#### [PROBLEM TO SOLVE]
Working from the line that contains "of the tree" down to the last line below, repeat each line exactly.

#### [Point-based annotation data]

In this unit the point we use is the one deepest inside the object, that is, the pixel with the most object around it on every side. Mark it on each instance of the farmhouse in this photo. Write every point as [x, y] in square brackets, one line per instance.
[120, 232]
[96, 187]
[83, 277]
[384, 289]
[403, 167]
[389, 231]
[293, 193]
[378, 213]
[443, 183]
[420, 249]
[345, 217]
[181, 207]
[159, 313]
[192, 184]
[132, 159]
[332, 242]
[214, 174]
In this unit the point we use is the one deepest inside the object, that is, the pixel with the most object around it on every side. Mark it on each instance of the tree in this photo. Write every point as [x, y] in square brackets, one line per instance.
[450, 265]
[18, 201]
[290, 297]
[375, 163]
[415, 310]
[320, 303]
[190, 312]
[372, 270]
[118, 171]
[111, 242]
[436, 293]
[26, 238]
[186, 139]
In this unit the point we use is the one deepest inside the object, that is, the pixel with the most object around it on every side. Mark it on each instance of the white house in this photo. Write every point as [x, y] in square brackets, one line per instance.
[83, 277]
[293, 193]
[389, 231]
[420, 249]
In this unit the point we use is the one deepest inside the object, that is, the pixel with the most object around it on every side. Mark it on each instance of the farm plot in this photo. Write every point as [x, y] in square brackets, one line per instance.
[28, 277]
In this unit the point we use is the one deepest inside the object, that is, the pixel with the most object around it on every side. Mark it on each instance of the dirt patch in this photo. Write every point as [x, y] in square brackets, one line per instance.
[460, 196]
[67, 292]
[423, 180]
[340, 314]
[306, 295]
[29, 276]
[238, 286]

#### [CORRECT ANSWER]
In this unit the point we use is the one deepest inside the object, that is, the pixel with the most object around it on every side. Mark it on each instance of the tree in this photo. Write every point as [x, y] in square brackets, one line per instance.
[450, 265]
[18, 201]
[290, 297]
[375, 163]
[415, 310]
[320, 303]
[190, 312]
[372, 270]
[118, 171]
[111, 242]
[436, 293]
[26, 238]
[186, 139]
In this unit the point we use is the one deepest inside the object, that is, the pixel with the most object around it on every side. Mark it on each instance of the white house in this photo. Write every point as [x, y] in square brackets, one line per instance.
[83, 277]
[293, 193]
[389, 231]
[420, 249]
In this unit the point we use is the one deepest inside the object, that is, the pixel with the most object around it on every side. Mark it on each instance of the farm plot in this photo. Write every point as [x, y] in square brackets, one line per instance.
[28, 277]
In this unit the point we use is the one deepest inside the object, that is, the pixel with the most object around it on every side. Mark it on each instance of the dirt patch in this photo. Write every point as [x, y] in square brackets, one line per instance.
[460, 196]
[67, 292]
[423, 180]
[340, 314]
[306, 295]
[29, 276]
[238, 286]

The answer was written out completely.